De Advocaat-Generaal R.E.C.M. Niessen heeft op 8 oktober 2019 geconcludeerd tot gegrondverklaring van het beroep in cassatie (ECLI:NL:PHR:2019:1027).
Belanghebbenden hebben schriftelijk op de conclusie gereageerd.
2 Beoordeling van het middel
2.1 In cassatie kan van het volgende worden uitgegaan. Op 2 augustus 2015 is de moeder van belanghebbenden overleden (hierna: erflaatster). In de laatste weken van haar leven zijn zorgkosten gemaakt die belanghebbenden na haar overlijden uit de onverdeelde boedel hebben betaald.
2.2 Voor het Hof was in geschil of die zorgkosten als specifieke zorgkosten in aftrek kunnen komen op het inkomen van erflaatster over 2015. Het Hof heeft net als de Rechtbank geoordeeld dat de kosten in het stelsel van de Wet IB 2001 worden geacht op erflaatster te drukken en daarom nog op haar inkomen in aftrek kunnen worden gebracht.
2.3 Het middel betoogt dat het Hof een onjuiste uitleg heeft gegeven aan artikel 6.40, lid 1, letter a, Wet IB 2001. De kosten zijn betaald na het overlijden van erflaatster. Daarom kunnen ze volgens het middel niet op haar inkomen in aftrek worden gebracht.
2.4.1In deze zaak is niet in geschil dat de kosten die belanghebbenden op het inkomen van erflaatster in aftrek willen brengen, op zich specifieke zorgkosten als bedoeld in de Wet IB 2001 zijn. Hoewel het bij zulke kosten in de laatste weken van het leven voor de hand ligt dat zij pas na het overlijden worden betaald, is dat moment van betalen volgens de Wet IB 2001 een beletsel om die kosten op haar inkomen in aftrek te brengen. Artikel 6.40 Wet IB 2001 bepaalt namelijk, voor zover hier van belang, dat het tijdstip waarop aftrekbare uitgaven voor aftrek in aanmerking komen, het tijdstip van betaling is. In dit geval zijn de kosten na het overlijden van erflaatster door belanghebbenden betaald. Die na het overlijden door een erfgenaam betaalde zorgkosten kunnen alleen bij hemzelf als specifieke zorgkosten in aanmerking worden genomen met inachtneming van de voor die erfgenaam geldende drempel. Door het overlijden veranderen die kosten namelijk niet van aard. Dat was ook al zo onder de Wet op de inkomstenbelasting 1964 (HR 15 juli 1986, ECLI:NL:HR:1986:BH4992 en ECLI:NL:HR:1986:AW7915). Belanghebbenden hebben erop gewezen dat deze uitspraken van de Hoge Raad uit 1986 nog niet op rechtspraak.nl zijn te vinden. Uitspraken van de Hoge Raad van voor 2000 staan inderdaad nog niet allemaal op rechtspraak.nl. Met de publicatie van het arrest in deze zaak zullen deze uitspraken uit 1986 alsnog op rechtspraak.nl worden gepubliceerd.

UITTREKSEL UIT DATASET:

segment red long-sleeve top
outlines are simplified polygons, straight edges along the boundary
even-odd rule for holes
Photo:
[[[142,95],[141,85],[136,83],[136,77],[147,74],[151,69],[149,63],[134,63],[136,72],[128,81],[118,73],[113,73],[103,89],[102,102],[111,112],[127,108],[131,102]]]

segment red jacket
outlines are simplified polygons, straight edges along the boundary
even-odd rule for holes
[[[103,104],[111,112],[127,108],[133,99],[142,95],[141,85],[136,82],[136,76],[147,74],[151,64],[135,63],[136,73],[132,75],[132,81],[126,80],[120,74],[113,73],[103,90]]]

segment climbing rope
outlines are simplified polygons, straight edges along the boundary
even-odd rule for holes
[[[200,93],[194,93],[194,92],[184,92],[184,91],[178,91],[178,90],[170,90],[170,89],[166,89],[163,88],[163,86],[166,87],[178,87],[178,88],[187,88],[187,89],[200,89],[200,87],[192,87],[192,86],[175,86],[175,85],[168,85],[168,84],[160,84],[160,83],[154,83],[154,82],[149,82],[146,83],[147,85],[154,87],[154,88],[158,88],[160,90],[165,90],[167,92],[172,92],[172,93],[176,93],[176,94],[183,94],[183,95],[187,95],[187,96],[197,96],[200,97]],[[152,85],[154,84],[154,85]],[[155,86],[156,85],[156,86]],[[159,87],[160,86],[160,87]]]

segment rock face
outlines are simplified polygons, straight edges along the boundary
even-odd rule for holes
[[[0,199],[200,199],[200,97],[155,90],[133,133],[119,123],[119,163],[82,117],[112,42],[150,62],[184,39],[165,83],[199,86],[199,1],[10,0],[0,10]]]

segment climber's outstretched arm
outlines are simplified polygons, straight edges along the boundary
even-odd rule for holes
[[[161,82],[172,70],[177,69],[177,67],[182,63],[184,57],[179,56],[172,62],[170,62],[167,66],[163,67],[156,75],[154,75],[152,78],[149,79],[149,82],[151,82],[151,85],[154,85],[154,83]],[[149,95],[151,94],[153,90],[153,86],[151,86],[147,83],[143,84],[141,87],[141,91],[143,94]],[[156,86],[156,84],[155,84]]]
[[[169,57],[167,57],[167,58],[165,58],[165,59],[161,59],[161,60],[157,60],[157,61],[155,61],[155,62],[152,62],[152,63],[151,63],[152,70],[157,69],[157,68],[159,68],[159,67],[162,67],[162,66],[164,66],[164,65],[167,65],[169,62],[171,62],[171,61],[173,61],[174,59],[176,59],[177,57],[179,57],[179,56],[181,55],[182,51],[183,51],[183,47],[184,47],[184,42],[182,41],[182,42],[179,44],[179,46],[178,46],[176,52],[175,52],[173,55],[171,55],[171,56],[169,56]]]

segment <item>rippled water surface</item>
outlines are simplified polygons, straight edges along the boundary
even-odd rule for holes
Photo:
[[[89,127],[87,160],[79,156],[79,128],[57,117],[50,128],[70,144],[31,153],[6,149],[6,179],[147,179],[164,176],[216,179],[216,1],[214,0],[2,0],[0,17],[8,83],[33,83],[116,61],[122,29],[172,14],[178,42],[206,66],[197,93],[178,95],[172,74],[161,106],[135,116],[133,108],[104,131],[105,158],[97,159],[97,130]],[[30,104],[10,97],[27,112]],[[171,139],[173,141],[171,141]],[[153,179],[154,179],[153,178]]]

TE VERRICHTEN TAKEN:
a: Vat de passage over de aftrek van zorgkosten samen in twee zinnen.
b: Op welke datum is de moeder van belanghebbenden volgens de passage over de aftrek van zorgkosten overleden?
c: Zet de passage over de aftrek van zorgkosten voort, aansluitend op de laatste zin ervan.

ANTWOORDEN PER ITEM:
a: In geschil is of zorgkosten uit de laatste levensweken van de moeder van belanghebbenden, die zij na haar overlijden uit de onverdeelde boedel betaalden, nog op haar inkomen over 2015 in aftrek kunnen komen, wat het Hof net als de Rechtbank aannam. Omdat volgens artikel 6.40 Wet IB 2001 het tijdstip van betaling beslissend is, kunnen zulke na het overlijden door een erfgenaam betaalde kosten echter alleen bij die erfgenaam zelf als specifieke zorgkosten in aanmerking worden genomen, met inachtneming van de voor hem geldende drempel.

b: Op 2 augustus 2015.

c:
2.4.2 Op grond van het voorgaande slaagt het middel. De Hoge Raad kan de zaak afdoen. De uitspraak op bezwaar houdt in dat aftrek bij erflaatster niet mogelijk is. Die uitspraak zal de Hoge Raad bevestigen.
Uit de conclusie van de AG bij dit arrest een aspect waar de Hoge Raad niet op inging:
Ten overvloede: aftrek bij erfgenamen
3.26
Ten overvloede merk ik op dat uit de arresten van de Hoge Raad BNB 1986/298 en 1986/299 volgt dat de uitgaven voor specifieke zorgkosten van een overledene na overgang op de erfgenamen niet van aard veranderen. Indien en voor zover de rechten en verplichtingen onder algemene titel op de erfgenamen overgaan, gaat mijns inziens ook het recht op persoonsgebonden aftrek over. De erfgenaam treedt in het recht op aftrek van de overledene op dezelfde wijze als ten aanzien van uitgaven voor specifieke zorgkosten van de erfgenaam zelf.31 In tegenstelling tot hetgeen belanghebbenden hebben betoogd, beperkt artikel 6.16 Wet IB 2001 derhalve het aftrekrecht van de erfgenamen niet.
3.27
De omstandigheid dat het aftrekrecht onder algemene titel overgaat op de erfgenamen, heeft wel tot gevolg dat dat recht verwatert naarmate er meer erfgenamen zijn. Bij iedere erfgenaam moet de drempel van artikel 6.20 Wet IB 2001 worden toegepast om te bepalen in hoeverre het aftrekrecht voor hem of haar leidt tot vermindering van de verschuldigde inkomstenbelasting. Dat kan onder omstandigheden zelfs ertoe leiden dat het genoemde recht bij een of meer erfgenamen in feite niet tot een daadwerkelijke aftrek leidt.
Noot 31: 31 Volledigheidshalve merk ik op dat ook bij de erfgenamen de persoonsgebonden aftrek pas in aanmerking kan worden genomen wanneer zich een tijdstip als bedoeld in artikel 6.40 Wet IB 2001 heeft voorgedaan.